• **Quesito**
Rispondi per favore a queste domande sull'articolo dedicato a The Longest Road on Earth:
1. Quale voto assegna il verdetto di SpazioGames?
2. In che data è uscito il gioco?
3. Che cosa usano le storie del gioco al posto di parole e testi?

• **Articolo**
⟨

Il Verdetto di SpazioGames

7
Musiche e immagini raccontano quattro brevi storie dove tutti potranno ritrovarsi, dove tutti potranno sentirsi capiti. Vite normali, banali, forse poco significative; ma straordinariamente umane e mosse da sentimenti unici, che tra cambi di prospettive, gioie represse e costanti ricerche di equilibri nella precarietà dell'esistenza, sapranno farvi sentire parte di un'umanità che ha un disperato bisogno di vera e intima condivisione.

Informazioni sul prodotto

Immagine di The Longest Road on Earth
The Longest Road on Earth
  • Sviluppatore: Brainwashing Gang, TLR Games
  • Produttore: Raw Fury
  • Distributore: Raw Fury
  • Piattaforme: PC
  • Generi: Avventura grafica
  • Data di uscita: 27 maggio 2021

The Longest Road on Earth non racconta di vite straordinarie, di storie incredibili o di imprese che meritano di essere narrate. Attraverso quattro brevi spaccati di vita tratteggia routine, sogni infranti, differenze sociali e frammenti di quotidianità per nulla speciali. Sono esattamente lo specchio del vissuto dalla maggior parte delle persone, che trascinano la propria esistenza e si barcamenano come meglio possono tra solitudini, ingiustizie, obblighi, sprazzi di fugace felicità e autocommiserazione.

La banalità della vita quotidiana è un ripetersi di azioni portate a termine a cervello spento, un ciclo di atti abitudinari che non ci consentono di vivere davvero, ma solo di sprecare il poco tempo che ci è concesso. La strada più lunga sulla Terra può in realtà essere breve o apparire infinita, a seconda di come vicissitudini, guai o situazioni restringono o dilatano la percezione che ne si ha. In The Longest Road on Earth le storie non hanno parole e testi, ma solo immagini e musica; tanta musica, sempre pronta a sottolineare con grazia e malinconia ciò che accade nelle piccole e miserabili vite dei protagonisti.

⟩

• **Dati registrati**
⟨

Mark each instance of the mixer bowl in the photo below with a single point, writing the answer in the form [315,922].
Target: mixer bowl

⟩
⟨

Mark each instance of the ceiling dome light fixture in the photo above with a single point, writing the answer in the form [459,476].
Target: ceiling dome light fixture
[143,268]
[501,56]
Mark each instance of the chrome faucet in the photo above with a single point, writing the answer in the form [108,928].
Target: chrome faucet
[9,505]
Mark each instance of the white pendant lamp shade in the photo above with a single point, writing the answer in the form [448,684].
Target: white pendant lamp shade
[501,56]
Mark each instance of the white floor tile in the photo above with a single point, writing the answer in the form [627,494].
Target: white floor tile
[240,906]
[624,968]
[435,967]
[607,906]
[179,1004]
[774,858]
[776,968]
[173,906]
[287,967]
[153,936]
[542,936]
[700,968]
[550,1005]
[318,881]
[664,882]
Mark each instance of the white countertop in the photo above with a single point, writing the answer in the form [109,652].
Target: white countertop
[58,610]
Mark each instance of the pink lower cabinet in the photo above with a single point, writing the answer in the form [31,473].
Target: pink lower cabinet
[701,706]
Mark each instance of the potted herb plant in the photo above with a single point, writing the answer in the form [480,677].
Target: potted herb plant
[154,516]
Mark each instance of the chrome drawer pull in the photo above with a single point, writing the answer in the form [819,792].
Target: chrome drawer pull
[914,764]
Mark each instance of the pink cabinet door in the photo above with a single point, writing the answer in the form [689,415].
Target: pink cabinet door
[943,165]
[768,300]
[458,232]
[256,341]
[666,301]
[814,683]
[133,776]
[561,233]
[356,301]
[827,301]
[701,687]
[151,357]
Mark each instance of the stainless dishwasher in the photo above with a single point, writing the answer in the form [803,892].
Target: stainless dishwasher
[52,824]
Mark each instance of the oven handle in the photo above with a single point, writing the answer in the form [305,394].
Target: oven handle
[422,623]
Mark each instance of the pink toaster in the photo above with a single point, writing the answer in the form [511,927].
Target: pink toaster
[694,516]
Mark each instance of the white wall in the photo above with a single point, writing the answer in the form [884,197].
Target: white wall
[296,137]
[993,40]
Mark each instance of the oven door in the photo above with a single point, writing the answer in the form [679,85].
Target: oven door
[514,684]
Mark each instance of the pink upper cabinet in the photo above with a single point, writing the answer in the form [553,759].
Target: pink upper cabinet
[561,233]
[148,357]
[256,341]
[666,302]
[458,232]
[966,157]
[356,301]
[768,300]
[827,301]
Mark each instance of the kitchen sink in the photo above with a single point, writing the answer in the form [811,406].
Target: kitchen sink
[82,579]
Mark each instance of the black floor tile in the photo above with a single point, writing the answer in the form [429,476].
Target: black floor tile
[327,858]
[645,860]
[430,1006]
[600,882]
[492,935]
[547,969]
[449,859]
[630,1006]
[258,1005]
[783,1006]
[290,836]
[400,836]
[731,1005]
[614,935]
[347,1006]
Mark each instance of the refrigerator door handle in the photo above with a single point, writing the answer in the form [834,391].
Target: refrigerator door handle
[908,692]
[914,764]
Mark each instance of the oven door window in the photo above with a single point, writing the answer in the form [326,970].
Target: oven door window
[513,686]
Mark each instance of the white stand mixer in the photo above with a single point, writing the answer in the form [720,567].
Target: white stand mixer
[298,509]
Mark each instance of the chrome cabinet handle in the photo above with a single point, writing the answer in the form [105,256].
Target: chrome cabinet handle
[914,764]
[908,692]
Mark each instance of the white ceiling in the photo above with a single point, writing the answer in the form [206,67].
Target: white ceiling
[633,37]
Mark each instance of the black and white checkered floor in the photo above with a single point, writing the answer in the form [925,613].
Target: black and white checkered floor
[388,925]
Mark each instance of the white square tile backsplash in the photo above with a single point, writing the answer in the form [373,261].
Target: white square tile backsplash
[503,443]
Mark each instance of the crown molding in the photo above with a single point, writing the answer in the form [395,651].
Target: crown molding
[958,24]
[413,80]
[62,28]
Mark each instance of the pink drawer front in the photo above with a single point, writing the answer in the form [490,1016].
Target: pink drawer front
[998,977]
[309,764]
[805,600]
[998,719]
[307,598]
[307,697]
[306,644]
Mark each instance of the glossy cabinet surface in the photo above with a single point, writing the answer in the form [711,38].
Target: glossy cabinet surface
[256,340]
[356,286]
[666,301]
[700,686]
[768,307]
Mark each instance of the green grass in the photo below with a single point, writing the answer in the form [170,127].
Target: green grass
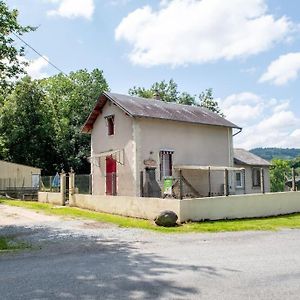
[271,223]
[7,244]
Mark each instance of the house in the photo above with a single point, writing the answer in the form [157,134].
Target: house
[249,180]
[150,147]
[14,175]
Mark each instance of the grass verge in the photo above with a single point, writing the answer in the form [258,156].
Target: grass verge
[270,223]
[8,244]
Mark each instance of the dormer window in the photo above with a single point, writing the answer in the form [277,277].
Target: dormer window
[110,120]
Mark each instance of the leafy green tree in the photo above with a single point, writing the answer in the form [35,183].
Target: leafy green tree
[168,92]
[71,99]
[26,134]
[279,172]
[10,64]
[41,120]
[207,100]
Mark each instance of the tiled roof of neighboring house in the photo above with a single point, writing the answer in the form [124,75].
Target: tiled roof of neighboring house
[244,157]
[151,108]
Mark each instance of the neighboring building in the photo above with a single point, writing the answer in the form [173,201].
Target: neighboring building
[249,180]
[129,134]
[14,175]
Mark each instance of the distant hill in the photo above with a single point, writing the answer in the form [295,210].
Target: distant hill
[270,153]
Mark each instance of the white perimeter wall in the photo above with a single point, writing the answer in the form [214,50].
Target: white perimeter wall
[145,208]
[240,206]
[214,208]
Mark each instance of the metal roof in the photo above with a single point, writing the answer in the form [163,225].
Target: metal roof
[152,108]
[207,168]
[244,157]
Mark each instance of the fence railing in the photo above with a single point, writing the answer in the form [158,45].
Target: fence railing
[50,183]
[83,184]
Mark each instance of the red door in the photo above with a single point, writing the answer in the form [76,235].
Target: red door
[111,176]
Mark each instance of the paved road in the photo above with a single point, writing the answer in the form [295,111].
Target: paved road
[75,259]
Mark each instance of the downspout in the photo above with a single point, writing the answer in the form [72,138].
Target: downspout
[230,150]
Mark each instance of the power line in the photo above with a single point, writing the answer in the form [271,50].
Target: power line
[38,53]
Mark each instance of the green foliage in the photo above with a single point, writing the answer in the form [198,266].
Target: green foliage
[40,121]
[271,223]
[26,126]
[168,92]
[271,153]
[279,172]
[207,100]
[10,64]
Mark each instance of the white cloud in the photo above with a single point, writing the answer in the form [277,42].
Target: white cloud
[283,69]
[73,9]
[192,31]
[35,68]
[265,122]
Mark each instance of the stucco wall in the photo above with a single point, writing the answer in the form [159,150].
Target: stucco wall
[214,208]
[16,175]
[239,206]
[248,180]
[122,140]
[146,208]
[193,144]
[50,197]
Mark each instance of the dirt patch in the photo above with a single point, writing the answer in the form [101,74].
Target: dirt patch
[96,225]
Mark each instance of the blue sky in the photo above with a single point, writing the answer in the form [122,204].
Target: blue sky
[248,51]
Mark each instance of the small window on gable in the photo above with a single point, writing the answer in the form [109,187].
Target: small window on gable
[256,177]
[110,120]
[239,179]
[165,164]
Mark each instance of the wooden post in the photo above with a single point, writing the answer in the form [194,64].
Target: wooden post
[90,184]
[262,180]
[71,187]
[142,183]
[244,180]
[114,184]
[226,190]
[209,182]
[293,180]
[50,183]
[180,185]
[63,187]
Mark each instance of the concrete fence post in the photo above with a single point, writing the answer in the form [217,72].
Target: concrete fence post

⟩

• **Risultato finale**
1. 7
2. 27 maggio 2021
3. Solo immagini e musica